Continue the news passage about the Pasco County administrator candidates from the point where it stops.

[BEGIN EXCERPTED PASSAGE]

Two candidates received unanimous votes from the board: Eric Johnson, Hillsborough County's director of strategic planning, and Tommy Gonzalez, city manager for Irving, Texas.
Johnson has held senior level executive positions in Hillsborough County for 20 years. He was a longtime budget director and former assistant county administrator before holding his current position.
Johnson said he's looking forward to the interview, particularly a bus tour planned for the afternoon of May 23. Chairman Ted Schrader and growth management administrator Richard Gehring will lead the two-hour tour designed to introduce the applicants to Pasco County.
“I think it's a nice approach,” Johnson said. “When I interviewed for a job in Pasco several years ago, I spent two days touring the county on my own. This way they'll get to make sure the candidates see everything they want them to see, and it actually puts the competitors in the position of getting to know each other.”

[END EXCERPTED PASSAGE]
[BEGIN DATA]

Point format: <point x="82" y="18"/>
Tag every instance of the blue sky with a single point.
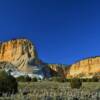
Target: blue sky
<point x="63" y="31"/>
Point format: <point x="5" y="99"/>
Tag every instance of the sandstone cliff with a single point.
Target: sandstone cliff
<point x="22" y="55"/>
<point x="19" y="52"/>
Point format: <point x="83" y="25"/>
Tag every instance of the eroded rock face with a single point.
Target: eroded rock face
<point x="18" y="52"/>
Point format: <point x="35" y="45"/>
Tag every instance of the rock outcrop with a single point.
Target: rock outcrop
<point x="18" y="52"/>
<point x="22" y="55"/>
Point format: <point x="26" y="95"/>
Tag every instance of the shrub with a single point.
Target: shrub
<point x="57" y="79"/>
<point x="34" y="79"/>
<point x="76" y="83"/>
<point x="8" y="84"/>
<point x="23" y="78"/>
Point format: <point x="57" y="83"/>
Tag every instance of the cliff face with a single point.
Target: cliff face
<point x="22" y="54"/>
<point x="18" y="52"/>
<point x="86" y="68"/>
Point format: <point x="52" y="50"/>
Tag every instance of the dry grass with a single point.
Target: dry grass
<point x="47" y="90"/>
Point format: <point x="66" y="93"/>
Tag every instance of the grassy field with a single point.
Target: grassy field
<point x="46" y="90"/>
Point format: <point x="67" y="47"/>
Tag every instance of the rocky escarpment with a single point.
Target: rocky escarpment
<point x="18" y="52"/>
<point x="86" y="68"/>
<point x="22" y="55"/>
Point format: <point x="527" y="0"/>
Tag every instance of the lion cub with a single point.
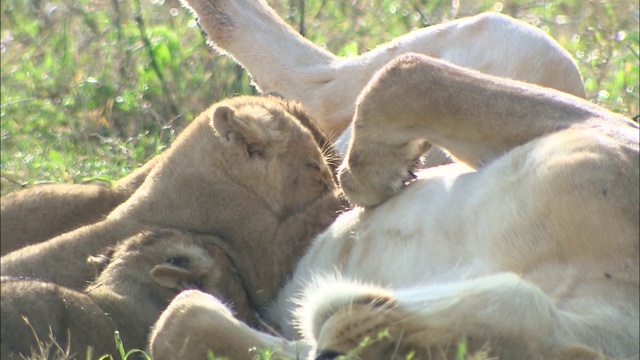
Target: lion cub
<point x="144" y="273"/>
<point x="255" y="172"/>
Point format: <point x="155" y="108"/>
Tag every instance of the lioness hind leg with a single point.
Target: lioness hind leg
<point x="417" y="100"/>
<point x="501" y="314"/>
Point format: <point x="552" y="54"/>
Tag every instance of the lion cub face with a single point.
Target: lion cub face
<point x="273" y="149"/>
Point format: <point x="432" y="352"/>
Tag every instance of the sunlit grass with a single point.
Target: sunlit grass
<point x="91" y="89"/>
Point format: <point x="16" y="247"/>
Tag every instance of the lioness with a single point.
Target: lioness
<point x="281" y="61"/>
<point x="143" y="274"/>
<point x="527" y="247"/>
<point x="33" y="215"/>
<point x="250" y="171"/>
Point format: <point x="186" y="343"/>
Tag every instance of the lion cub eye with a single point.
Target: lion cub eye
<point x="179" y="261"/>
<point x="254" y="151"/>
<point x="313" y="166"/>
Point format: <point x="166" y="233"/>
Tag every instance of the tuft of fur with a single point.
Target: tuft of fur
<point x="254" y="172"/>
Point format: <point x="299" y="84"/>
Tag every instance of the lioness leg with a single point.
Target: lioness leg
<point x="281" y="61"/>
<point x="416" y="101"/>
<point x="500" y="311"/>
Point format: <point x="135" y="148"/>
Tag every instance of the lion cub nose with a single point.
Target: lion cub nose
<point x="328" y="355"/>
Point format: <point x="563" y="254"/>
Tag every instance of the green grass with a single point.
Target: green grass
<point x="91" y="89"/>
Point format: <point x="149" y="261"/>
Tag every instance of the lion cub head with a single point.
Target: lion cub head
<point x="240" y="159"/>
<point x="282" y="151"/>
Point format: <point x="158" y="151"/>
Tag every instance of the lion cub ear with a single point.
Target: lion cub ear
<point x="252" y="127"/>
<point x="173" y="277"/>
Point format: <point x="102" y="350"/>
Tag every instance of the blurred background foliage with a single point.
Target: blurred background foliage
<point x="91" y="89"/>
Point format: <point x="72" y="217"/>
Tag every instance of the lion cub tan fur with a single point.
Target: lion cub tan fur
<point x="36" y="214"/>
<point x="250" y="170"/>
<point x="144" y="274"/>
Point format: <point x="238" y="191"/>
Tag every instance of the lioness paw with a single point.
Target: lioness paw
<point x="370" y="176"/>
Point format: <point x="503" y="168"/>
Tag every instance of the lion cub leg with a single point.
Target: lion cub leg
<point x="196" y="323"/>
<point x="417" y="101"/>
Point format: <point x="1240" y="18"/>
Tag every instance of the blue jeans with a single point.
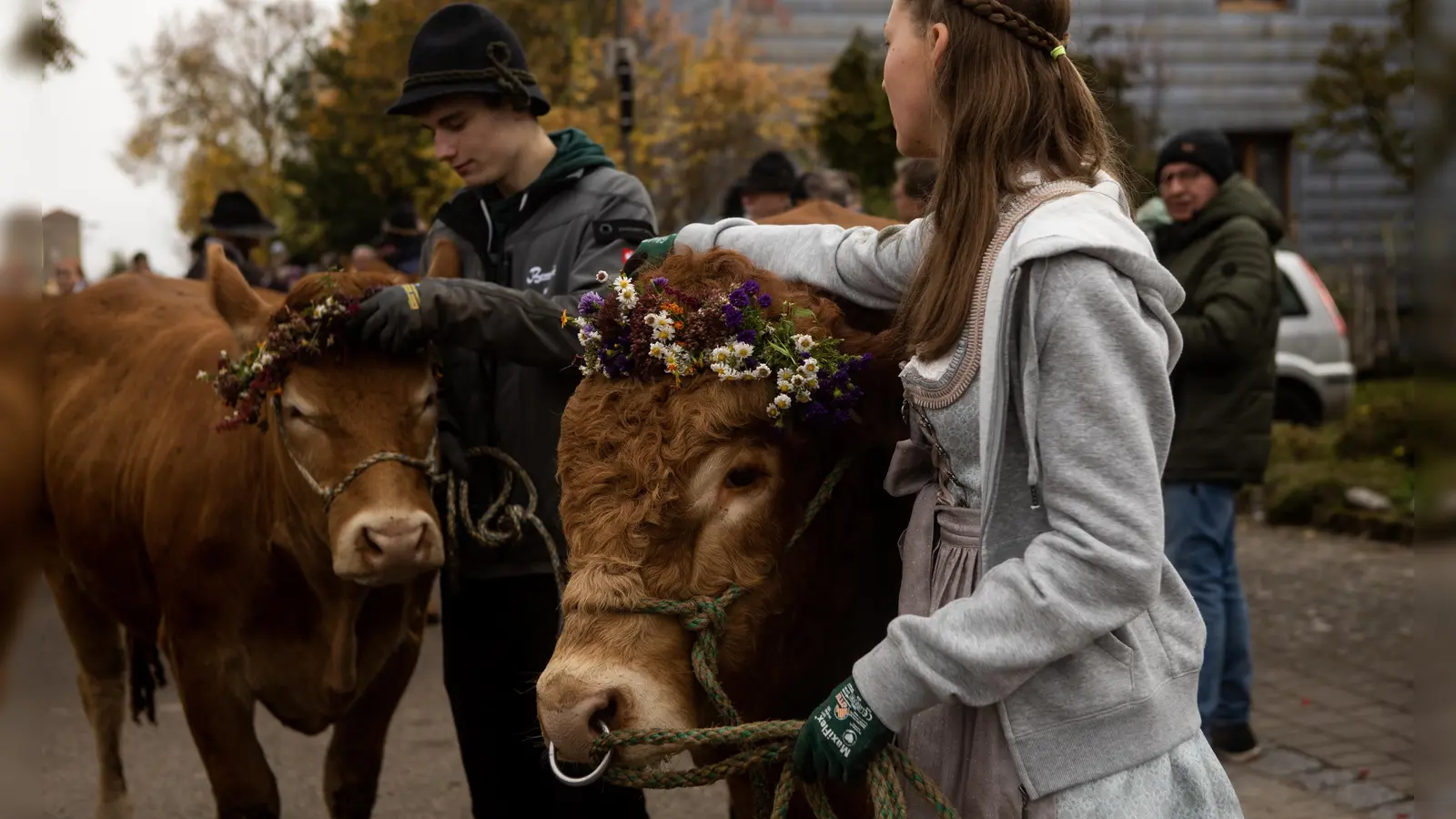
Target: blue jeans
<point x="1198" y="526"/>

[END DATA]

OUTPUT FOR THIS EXERCISE |
Gonzalez, who is contracted to stay with Irving through September, was the favorite to be the next executive director of Tampa Bay Water, but he withdrew from consideration.
Both Wilson and Schrader had a chance to interview Gonzalez for that job and called him dynamic. Gonzalez said he was “humbled” to be invited to interview for the Pasco job. “It's a great opportunity.”
He said he also was impressed with Wilson and Schrader. “I think they've got a good vision for Pasco County and for the region,” he said.
Gonzalez retired in 2012 as a lieutenant colonel in the U.S. Army Reserves.
Gonzalez has made headlines for drawing one of the highest government salaries in Texas. He earned a base salary of $246,000 at Irving but also got a city car, a housing allowance and other benefits that brought his total earnings to $450,000 a year. He reportedly told Wilson he would be willing to take a pay cut.
Former Escambia County Administrator Randy Oliver also made the short list. He is interviewing this week for the Alachua County administrator position but has ties to the Tampa Bay area and is looking forward to working in a major metropolitan area.
“I have a son who lives in Tampa and another one in Fort Myers,” he said. “I also used to work in Polk County and Lee County.”
Oliver was fired in 2012 by a county commission that has gone through seven administrators in 14 years. He is the only candidate who is a registered professional engineer and a certified public accountant.
“I think I bring a unique skill mix to the table,” he said.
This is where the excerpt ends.